**INSTRUCTIONS TO FOLLOW**: Return every entry in the listing word for word.

**SUPPLIED RECORDS**:
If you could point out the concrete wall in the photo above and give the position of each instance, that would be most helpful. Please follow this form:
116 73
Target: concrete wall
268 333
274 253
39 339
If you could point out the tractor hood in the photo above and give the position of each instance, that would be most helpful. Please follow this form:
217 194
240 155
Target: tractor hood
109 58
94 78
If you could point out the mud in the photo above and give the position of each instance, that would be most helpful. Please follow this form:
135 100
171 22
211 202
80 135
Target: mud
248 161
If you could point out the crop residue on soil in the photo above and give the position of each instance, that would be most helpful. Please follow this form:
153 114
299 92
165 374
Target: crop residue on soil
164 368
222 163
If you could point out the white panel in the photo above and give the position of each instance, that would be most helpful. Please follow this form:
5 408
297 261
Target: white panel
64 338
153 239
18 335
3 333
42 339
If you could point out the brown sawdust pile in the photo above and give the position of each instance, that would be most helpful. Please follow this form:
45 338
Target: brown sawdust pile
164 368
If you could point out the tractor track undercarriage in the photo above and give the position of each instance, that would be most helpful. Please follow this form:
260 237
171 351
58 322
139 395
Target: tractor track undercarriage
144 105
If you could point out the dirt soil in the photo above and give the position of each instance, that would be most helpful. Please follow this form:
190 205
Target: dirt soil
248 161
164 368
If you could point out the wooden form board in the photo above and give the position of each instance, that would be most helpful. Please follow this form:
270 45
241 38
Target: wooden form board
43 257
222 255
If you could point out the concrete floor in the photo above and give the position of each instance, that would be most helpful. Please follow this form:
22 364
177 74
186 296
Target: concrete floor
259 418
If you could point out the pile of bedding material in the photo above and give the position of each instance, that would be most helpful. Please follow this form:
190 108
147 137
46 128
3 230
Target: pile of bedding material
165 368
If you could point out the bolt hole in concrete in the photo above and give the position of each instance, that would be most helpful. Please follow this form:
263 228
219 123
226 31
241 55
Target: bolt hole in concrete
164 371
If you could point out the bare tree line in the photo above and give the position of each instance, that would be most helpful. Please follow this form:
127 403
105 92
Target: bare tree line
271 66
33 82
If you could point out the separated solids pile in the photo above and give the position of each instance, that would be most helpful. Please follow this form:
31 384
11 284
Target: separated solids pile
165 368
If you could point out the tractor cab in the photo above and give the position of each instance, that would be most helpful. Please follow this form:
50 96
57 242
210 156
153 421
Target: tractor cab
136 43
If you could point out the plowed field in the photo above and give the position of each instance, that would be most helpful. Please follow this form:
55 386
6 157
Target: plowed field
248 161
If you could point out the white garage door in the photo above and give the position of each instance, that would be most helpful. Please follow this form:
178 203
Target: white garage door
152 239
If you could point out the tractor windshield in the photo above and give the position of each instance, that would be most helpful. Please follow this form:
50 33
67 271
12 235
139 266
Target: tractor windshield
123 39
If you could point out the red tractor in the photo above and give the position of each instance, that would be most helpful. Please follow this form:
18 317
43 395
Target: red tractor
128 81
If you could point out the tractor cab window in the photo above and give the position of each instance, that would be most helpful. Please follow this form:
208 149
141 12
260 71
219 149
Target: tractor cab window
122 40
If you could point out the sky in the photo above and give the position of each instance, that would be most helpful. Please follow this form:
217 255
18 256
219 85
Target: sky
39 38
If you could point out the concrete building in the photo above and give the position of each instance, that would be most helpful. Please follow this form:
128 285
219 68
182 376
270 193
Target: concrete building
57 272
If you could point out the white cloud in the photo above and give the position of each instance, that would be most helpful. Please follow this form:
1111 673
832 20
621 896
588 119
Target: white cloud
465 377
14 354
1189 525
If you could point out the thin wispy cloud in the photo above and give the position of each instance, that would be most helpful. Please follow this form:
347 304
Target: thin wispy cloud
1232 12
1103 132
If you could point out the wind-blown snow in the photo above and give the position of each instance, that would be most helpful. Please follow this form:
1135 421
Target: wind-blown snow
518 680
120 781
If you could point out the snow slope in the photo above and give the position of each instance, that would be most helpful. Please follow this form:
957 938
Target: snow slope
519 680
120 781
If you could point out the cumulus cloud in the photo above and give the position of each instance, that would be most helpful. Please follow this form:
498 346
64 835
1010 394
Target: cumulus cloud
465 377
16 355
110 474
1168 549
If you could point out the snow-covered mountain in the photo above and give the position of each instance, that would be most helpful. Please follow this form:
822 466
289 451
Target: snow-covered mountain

**RESULT OF THIS TASK**:
If you could point out the concrete wall in the photo above and give the position of each instance, that would be most helpful. Please follow this form:
116 73
Target: concrete wall
268 333
274 253
39 339
If you could point out the tractor hood in the photo above and give the position of each instance, that would be most helpful. Please follow this form:
217 194
240 155
Target: tractor hood
109 58
94 78
If you could point out the mud in the photo above and give the position of each instance, that would be most helpful. Please follow this form:
135 100
171 22
211 202
80 135
Target: mud
248 161
If you could point out the crop residue on soil in the photo above and give the position of each instance, that would be most helpful. Please follow this form:
153 114
299 92
165 374
Target: crop residue on soil
164 368
222 163
If you could point out the white panel in the photo above and give the position of each instance, that would be most helpful. Please follow this form:
5 408
297 261
Target: white panel
64 338
153 239
18 335
3 333
42 339
If you could point out the brown sawdust pile in the photo above and give the position of each instance, that would be most helpful. Please follow this form:
45 338
Target: brown sawdust pile
164 368
If you could point out the tractor track undercarriage in the photo above and give the position of each instance, that would be most helpful. Please follow this form:
260 237
171 351
58 322
139 395
Target: tractor track undercarriage
144 105
If you could point out the dirt soil in the photo above and give the position of each instance, that would be most helpful. Please follow this form:
190 205
Target: dirt soil
248 161
164 368
If you could point out the wooden form board in the photo above and give the position of each instance, that would be most helpful. Please follow this form:
270 45
241 38
Target: wooden form board
43 257
222 255
If you could point out the concrete floor in the photo above and give the position of each instance, that would be most helpful. Please follow this form:
22 364
177 74
186 296
Target: concrete floor
259 418
If you could point out the pile of bedding material in the photo above and give the position of each instance, that would be most helpful. Please follow this form:
190 108
147 137
46 128
3 230
Target: pile of bedding material
165 368
If you could point out the bolt hole in concrete in the photo above and give the position of each instance, that would be most helpful. Please follow this form:
263 228
219 123
226 31
241 55
Target: bolt hole in concrete
164 371
If you could point out the bare tree line in the photo above and give the position of each instance, that would be most helpful. Please follow this form:
127 403
105 92
Target: bare tree line
271 66
33 82
If you could point out the separated solids pile in the photo above and give the position of each instance, that would be most helpful. Please follow this form:
31 384
11 284
Target: separated solids pile
165 368
If you could point out the tractor cab in the photo above and give the position of each instance, that would be most helpful. Please follow this form:
50 96
57 242
210 156
153 421
Target: tractor cab
136 43
If you could point out the plowed field in the photo above and give the position of each instance, that would be most helpful. Please follow this form:
55 386
6 157
Target: plowed field
248 161
If you could point out the white garage door in the photo above and give the position of each instance, that would be most helpful. Please follow this form:
178 203
Target: white garage door
152 239
If you could point out the tractor windshield in the photo above and give the position of each instance, that would be most helpful. Please follow this form:
50 33
67 271
12 235
139 266
Target: tractor windshield
123 39
If you could point out the red tractor in the photo above and give the position of each instance, that would be most helpful. Please follow this form:
18 317
43 395
Target: red tractor
128 81
If you could point out the tractor cab window in the photo above and give the position of each instance, that would be most helpful. Please follow this form:
208 149
141 12
260 71
219 149
Target: tractor cab window
122 40
If you could point out the sky in the photo above and give the position of each instance, that would be most helpful. Please follow this form:
217 255
18 256
219 85
Target: sky
39 38
If you could point out the concrete building in the photo above and give the position of each instance, that would be most helpful. Please follow this form:
128 285
219 68
182 376
270 193
Target: concrete building
57 272
If you could point out the white cloud in the photo above and give the position of each instance, that would be most helpful. Please follow this form:
1111 673
832 20
621 896
588 119
Target: white cloud
465 377
14 354
1189 525
If you could point out the thin wispy cloud in the photo above and give the position of each instance, that would be most helpful. Please follow this form:
347 304
Target: thin wispy cloud
1232 12
1103 132
If you could point out the wind-blown snow in the photo above and give the position of each instance, that would be most helpful. Please follow this form:
1135 421
Target: wind-blown snow
518 680
120 781
If you could point out the snow slope in the photo above and give the position of each instance, that would be most helpful. Please follow this form:
957 938
Target: snow slope
519 680
120 781
If you could point out the cumulus cloud in the photo above and give the position of each instance, that would be most helpful. Please follow this form:
498 346
64 835
1010 394
Target: cumulus cloud
465 377
16 355
110 474
1168 549
If you could point out the snow-covered mountain in the photo above and give the position of each instance, that would be most helpful. Please follow this form:
822 466
289 451
Target: snow-covered mountain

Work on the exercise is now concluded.